Nothing in the data may be altered; the answer is a verbatim copy of it.

[Extracted data entries]
────────
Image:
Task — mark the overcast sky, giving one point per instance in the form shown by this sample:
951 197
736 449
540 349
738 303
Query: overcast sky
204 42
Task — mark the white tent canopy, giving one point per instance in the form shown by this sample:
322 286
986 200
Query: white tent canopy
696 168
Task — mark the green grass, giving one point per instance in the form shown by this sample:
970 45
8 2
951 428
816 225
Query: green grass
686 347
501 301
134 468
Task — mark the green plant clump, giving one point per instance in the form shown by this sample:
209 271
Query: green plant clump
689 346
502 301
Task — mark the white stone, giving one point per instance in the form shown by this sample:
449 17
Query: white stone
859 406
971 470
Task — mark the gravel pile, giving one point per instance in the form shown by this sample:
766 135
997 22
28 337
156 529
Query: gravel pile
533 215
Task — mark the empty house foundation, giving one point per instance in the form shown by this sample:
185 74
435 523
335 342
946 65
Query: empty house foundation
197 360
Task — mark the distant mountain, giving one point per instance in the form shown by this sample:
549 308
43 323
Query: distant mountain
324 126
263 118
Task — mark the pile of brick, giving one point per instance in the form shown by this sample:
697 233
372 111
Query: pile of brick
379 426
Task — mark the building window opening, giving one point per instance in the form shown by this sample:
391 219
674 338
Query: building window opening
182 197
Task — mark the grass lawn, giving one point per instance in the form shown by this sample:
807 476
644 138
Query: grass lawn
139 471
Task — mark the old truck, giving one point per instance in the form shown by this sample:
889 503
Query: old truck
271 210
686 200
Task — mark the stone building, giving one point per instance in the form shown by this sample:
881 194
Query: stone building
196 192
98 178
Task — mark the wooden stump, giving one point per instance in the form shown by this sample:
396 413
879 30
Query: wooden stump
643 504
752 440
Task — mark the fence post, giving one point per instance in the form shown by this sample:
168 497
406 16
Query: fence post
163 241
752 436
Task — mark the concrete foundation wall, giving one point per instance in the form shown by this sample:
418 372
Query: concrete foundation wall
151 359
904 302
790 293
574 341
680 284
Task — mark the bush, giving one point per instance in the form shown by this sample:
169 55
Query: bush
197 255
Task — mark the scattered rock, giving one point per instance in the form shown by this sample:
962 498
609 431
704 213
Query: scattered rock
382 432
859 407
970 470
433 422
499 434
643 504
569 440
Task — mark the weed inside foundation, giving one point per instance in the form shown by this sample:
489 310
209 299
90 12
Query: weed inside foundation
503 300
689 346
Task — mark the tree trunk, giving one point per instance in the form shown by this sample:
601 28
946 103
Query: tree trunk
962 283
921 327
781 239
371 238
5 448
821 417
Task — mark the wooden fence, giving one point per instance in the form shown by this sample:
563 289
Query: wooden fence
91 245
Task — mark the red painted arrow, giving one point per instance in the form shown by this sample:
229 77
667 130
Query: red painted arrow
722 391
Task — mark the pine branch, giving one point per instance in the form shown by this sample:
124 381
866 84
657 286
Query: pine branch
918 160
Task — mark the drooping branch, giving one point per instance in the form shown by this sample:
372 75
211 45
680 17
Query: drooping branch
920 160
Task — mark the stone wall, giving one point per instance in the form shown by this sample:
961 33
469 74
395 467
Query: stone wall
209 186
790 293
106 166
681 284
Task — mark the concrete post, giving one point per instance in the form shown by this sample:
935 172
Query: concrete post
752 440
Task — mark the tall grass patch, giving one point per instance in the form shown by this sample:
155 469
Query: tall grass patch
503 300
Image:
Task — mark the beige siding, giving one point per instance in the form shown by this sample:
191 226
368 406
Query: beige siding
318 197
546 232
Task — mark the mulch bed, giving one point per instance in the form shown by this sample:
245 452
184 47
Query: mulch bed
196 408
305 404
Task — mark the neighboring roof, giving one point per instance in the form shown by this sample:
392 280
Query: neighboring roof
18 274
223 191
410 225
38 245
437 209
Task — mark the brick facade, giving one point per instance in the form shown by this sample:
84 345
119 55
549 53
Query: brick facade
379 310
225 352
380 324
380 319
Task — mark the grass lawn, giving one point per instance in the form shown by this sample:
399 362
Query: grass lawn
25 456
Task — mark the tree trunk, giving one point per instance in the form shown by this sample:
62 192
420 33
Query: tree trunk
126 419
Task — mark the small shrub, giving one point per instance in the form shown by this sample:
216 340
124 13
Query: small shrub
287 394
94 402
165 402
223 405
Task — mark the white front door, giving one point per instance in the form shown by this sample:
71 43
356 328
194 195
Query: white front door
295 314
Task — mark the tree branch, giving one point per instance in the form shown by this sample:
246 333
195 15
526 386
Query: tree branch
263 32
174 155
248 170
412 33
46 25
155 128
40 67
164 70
────────
Exercise output
Image:
Task — mark the overcast sky, giving one point per instance in the form shown by this sample:
951 197
736 449
540 349
738 303
Query: overcast sky
204 42
Task — mark the white tent canopy, giving one point per instance in the form shown by this sample:
322 286
986 200
Query: white tent canopy
696 168
Task — mark the green grass, giving one point per instance in the form shown by this sample:
970 45
8 2
951 428
816 225
Query: green grass
686 347
501 301
134 468
Task — mark the green plant clump, giving one point per instance in the form shown by this sample:
209 271
Query: green plant clump
689 346
502 301
Task — mark the white stone, giving one point per instance in the form shown by this sample:
449 17
Query: white stone
859 406
971 470
Task — mark the gravel pile, giving one point per instance in the form shown by this sample:
766 135
997 22
28 337
156 529
Query: gravel pile
533 215
Task — mark the empty house foundation, giving one point per instance in the form shown by this sample:
185 74
435 523
335 342
946 65
Query: empty house foundation
197 360
Task — mark the distant mountain, giving one point per instance in the form shown by this sample:
549 308
43 323
Query: distant mountain
324 126
263 118
Task — mark the pile of brick, giving one point per instance in the form shown by this sample:
697 233
372 111
Query: pile of brick
379 426
Task — mark the building window opening, giving one point per instance in the form shown by this sample:
391 219
674 338
Query: building window opening
182 197
Task — mark the grass lawn, giving one point per instance in the form shown by this sample:
807 476
644 138
Query: grass lawn
139 471
Task — mark the old truck, giving one point per instance in the form shown by this sample:
889 503
Query: old truck
271 210
686 200
Task — mark the stone building, giving one point per instance in the form shown by this sample:
881 194
Query: stone building
196 192
98 178
Task — mark the wooden stump, giving one point per instance in the form shown by this sample:
396 413
879 30
Query: wooden stump
643 504
752 440
Task — mark the fence post, giving one point per instance in the form shown by this sample:
168 497
406 16
Query: fence post
163 241
752 436
Task — mark the concrete foundation wall, giving one point per instance in the form shown by this sample:
418 372
Query: concrete foundation wall
151 359
904 302
790 293
574 341
680 284
Task — mark the bush, giving one point per instance in the form shown by this sample:
169 55
Query: bush
197 255
Task — mark the scattered rock, giving one point per instance in the form shown by this sample:
962 498
609 431
704 213
Query: scattered rock
382 432
859 407
970 470
433 422
499 434
643 504
569 440
Task — mark the weed inside foundation, giving one point per instance in the form shown by this sample:
489 310
209 299
90 12
Query: weed inside foundation
503 300
689 346
Task — mark the tree trunk, giving one point per instance in the form shown by this sample:
601 28
946 103
Query: tree trunk
962 283
921 327
781 239
371 238
5 448
821 417
Task — mark the wooden fence, giving one point per instance in the form shown by this sample:
563 289
Query: wooden fence
91 245
Task — mark the red painted arrow, giving one point per instance in the form shown by this sample:
229 77
667 130
Query: red painted arrow
722 391
Task — mark the pine branch, giving one point per instance in the form shown by this sample:
124 381
866 84
657 286
Query: pine branch
918 160
Task — mark the drooping branch, giving one point per instance in the form shown by this sample:
372 75
211 45
680 17
Query: drooping branch
920 160
Task — mark the stone wall, giving one point per instance in the form shown by this sample:
961 33
469 74
395 467
Query: stone wall
209 186
790 293
106 166
681 284
Task — mark the concrete post, giving one point per instance in the form shown by this sample:
935 172
Query: concrete post
752 440
Task — mark the tall grass patch, giving one point per instance in the form shown by this sample:
155 469
Query: tall grass patch
503 300
Image:
Task — mark the beige siding, giving one point per instance in the form shown by this sample:
191 226
368 406
Query: beige siding
318 197
546 232
Task — mark the mulch bed, giving one point per instance in the form shown by this sample:
245 452
184 47
Query: mulch bed
196 408
305 404
Task — mark the neighboring roof, giving one point per instance in the form shown by this sample:
392 280
Query: neighboring roof
18 274
223 191
410 225
38 245
437 209
Task — mark the brick facade, giving one point per instance in the form shown by this sample:
84 345
119 55
549 53
Query: brick facade
379 310
225 352
380 324
380 319
Task — mark the grass lawn, giving one point per instance in the form shown by this sample:
399 362
Query: grass lawn
25 456
Task — mark the tree trunk, giving one point per instance in the form shown by this sample:
62 192
420 33
Query: tree trunk
126 419
Task — mark the small shrub, giving one point per instance in the form shown by this sample:
216 340
124 13
Query: small shrub
287 394
94 402
165 402
223 405
Task — mark the white front door, giving one point per instance in the form shown by this sample:
71 43
356 328
194 195
Query: white front door
295 314
Task — mark the tree branch, giving one point per instance in the form shown by this sample:
246 333
195 15
526 386
Query: tree branch
263 32
174 155
248 170
412 33
46 25
155 128
40 67
164 70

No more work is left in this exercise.